──────── Trecho para leitura ────────
Uma dessas verdades que aprendi recentemente é que na natureza não existe desperdício nem excesso. Não existe a ideia de lixo nem de luxo no mundo natural. Esses são fenômenos típicos do mundo dos humanos que, graças ao bom senso, à boa ciência e ao bom gosto, começam a ser questionados.

A maioria de nós já eliminou a ideia de lixo de nosso repertório. Já aprendemos que "do berço à cova" (from cradle to grave) é uma expressão antiga e ignorante, que não se aplica mais depois de tanta ciência. O certo agora é "do berço ao berço" (from cradle to cradle), porque tudo é energia que deve ser reaproveitada. Sobre cradle to cradle, sugiro o livro com esse título do arquiteto William McDonough e do engenheiro químico Michael Braungart.

Mas se livrar do lixo é fácil. É até chique deixar à vista as latas do lixo seletivo do condomínio para todo mundo ver que somos ecologicamente corretos. Já livrar-se do luxo é dificílimo, simplesmente porque o luxo é objeto do desejo, o oposto do lixo. E é nisso que estão intimamente ligados.

Nós cultivamos o luxo porque a sua posse nos diferencia e nos integra. Luxo é aquilo que eu tenho e que os outros gostariam de ter, mas não podem porque é raro ou caro. Num segundo momento, o luxo não mais me diferencia porque diz que sou igual a um grupo de eleitos e privilegiados. E assim, neste processo, do alto a baixo de toda a pirâmide social, o luxo vai virando lixo, porque todo mundo tem e não mais diferencia, de luxo desejado para lixo não desejado.

BELEZA NATURAL

O luxo vira lixo porque seu valor é cultural e não natural. No mundo natural, os seres são o que são, diferentes e únicos por suas próprias características. Suas interações com seus contextos, suaves ou violentas, provocam mudanças e adaptações precisas, econômicas e surpreendentemente belas!
──────── Listagem fornecida ────────
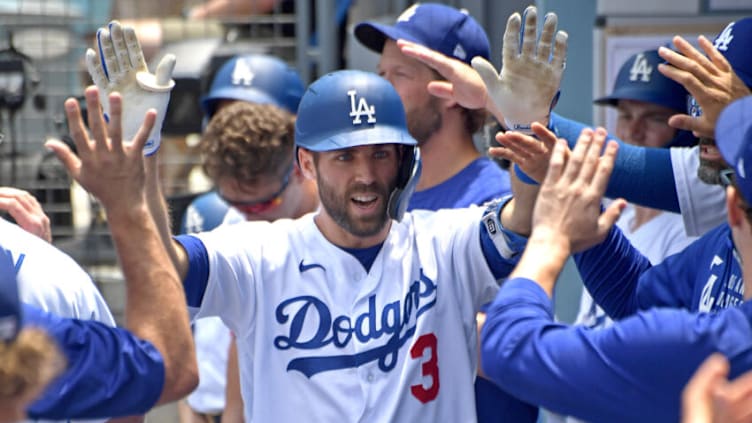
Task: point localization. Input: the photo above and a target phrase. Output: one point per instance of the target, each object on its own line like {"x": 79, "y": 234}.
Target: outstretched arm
{"x": 112, "y": 169}
{"x": 118, "y": 65}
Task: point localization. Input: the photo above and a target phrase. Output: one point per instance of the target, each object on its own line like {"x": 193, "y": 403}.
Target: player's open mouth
{"x": 365, "y": 201}
{"x": 709, "y": 152}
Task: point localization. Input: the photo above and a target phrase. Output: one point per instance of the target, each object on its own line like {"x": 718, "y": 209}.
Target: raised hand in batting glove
{"x": 119, "y": 65}
{"x": 527, "y": 87}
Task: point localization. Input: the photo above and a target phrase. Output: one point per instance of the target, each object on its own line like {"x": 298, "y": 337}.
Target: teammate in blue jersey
{"x": 106, "y": 371}
{"x": 636, "y": 369}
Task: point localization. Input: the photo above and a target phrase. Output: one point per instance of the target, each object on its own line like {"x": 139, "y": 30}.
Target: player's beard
{"x": 424, "y": 121}
{"x": 709, "y": 170}
{"x": 338, "y": 207}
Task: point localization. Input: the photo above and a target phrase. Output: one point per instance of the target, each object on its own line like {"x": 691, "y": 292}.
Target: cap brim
{"x": 733, "y": 129}
{"x": 374, "y": 35}
{"x": 370, "y": 136}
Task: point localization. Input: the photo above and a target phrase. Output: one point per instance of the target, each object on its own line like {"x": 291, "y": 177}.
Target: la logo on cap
{"x": 362, "y": 108}
{"x": 723, "y": 40}
{"x": 640, "y": 69}
{"x": 242, "y": 73}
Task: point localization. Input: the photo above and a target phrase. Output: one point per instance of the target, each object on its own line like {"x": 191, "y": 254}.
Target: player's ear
{"x": 733, "y": 205}
{"x": 306, "y": 162}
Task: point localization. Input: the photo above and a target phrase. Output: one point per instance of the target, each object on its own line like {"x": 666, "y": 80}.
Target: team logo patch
{"x": 359, "y": 107}
{"x": 304, "y": 267}
{"x": 242, "y": 74}
{"x": 640, "y": 69}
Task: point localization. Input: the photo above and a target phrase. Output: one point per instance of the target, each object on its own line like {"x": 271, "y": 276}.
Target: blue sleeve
{"x": 632, "y": 371}
{"x": 110, "y": 372}
{"x": 198, "y": 269}
{"x": 611, "y": 272}
{"x": 641, "y": 175}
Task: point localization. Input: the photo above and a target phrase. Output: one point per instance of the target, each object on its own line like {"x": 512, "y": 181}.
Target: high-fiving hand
{"x": 527, "y": 87}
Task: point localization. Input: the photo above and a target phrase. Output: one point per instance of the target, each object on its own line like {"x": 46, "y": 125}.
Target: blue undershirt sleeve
{"x": 110, "y": 372}
{"x": 632, "y": 371}
{"x": 641, "y": 175}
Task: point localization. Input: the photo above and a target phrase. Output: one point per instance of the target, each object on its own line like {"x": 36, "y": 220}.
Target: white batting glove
{"x": 120, "y": 66}
{"x": 527, "y": 87}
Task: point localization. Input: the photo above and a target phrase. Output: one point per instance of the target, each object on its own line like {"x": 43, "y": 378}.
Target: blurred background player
{"x": 645, "y": 100}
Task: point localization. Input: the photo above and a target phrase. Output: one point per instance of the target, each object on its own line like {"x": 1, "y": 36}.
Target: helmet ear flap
{"x": 407, "y": 179}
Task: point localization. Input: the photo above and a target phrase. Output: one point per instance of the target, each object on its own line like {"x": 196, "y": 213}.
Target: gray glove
{"x": 120, "y": 66}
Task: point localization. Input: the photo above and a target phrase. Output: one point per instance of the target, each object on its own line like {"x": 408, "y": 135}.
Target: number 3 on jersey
{"x": 425, "y": 346}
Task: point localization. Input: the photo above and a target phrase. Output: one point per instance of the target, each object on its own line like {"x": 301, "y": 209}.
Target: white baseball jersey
{"x": 52, "y": 281}
{"x": 321, "y": 339}
{"x": 703, "y": 206}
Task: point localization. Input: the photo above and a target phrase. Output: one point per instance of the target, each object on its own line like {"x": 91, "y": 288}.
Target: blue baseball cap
{"x": 638, "y": 79}
{"x": 445, "y": 29}
{"x": 10, "y": 305}
{"x": 733, "y": 43}
{"x": 733, "y": 136}
{"x": 255, "y": 78}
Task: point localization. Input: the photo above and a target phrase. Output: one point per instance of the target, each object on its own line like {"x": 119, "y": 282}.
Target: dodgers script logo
{"x": 723, "y": 40}
{"x": 242, "y": 74}
{"x": 640, "y": 69}
{"x": 362, "y": 108}
{"x": 396, "y": 320}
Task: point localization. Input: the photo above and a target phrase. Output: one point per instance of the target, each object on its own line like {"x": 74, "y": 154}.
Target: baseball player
{"x": 346, "y": 304}
{"x": 645, "y": 99}
{"x": 108, "y": 371}
{"x": 248, "y": 153}
{"x": 634, "y": 370}
{"x": 455, "y": 173}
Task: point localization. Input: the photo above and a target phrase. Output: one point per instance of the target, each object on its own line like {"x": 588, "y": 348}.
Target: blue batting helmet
{"x": 255, "y": 78}
{"x": 639, "y": 79}
{"x": 206, "y": 212}
{"x": 352, "y": 108}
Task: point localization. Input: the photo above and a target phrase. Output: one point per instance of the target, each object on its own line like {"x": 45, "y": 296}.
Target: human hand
{"x": 106, "y": 166}
{"x": 26, "y": 211}
{"x": 710, "y": 398}
{"x": 531, "y": 155}
{"x": 462, "y": 84}
{"x": 119, "y": 66}
{"x": 568, "y": 209}
{"x": 527, "y": 87}
{"x": 709, "y": 79}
────────
Tarefas a fazer
a) Repita, sem alterar nada, tudo o que vai de "Mas se livrar" até "estão intimamente ligados." no trecho sobre luxo e lixo.
b) Liste tudo aquilo graças ao qual, segundo o trecho sobre luxo e lixo, os fenômenos típicos do mundo dos humanos começam a ser questionados.
c) Por favor, dê seguimento ao trecho sobre luxo e lixo a partir do ponto em que ele termina.
A listagem não tem nenhuma relação com o trecho.

Respostas
a)
Mas se livrar do lixo é fácil. É até chique deixar à vista as latas do lixo seletivo do condomínio para todo mundo ver que somos ecologicamente corretos. Já livrar-se do luxo é dificílimo, simplesmente porque o luxo é objeto do desejo, o oposto do lixo. E é nisso que estão intimamente ligados.

b) Bom senso, boa ciência e bom gosto.

c)
Tenho certeza de que muito do feio, do desarmônico e do deselegante de nossa cultura de consumo, de nosso urbanismo, de nosso estilo de vida é resultado de ignorância, de pouca ciência e de muito desejo de ter e pouca coragem e competência de ser.

Os incompetentes que me desculpem, mas beleza é um excelente indicador da eficiência e da inteligência dos processos que vivemos. É por isso que nos fins de semana corremos desesperados atrás da beleza da natureza. Porque lá resgatamos o fluxo harmônico, inteligente e preciso de nossas energias físicas, emocionais e mentais. Esse resgate explica o encantamento e a gratidão do humano com a beleza do mar, do pôr do sol, da flor, do rio, das pedras, dos peixes, da montanha, da neve, do luar. Está tudo aí, generosamente à nossa disposição.

Se algum deus nos criou, ele não deve viver com mais nem com menos, nem com lixo nem com luxo. Mas com beleza e inteligência, com precisão e harmonia.

Que esse deus nos abençoe, querido amigo.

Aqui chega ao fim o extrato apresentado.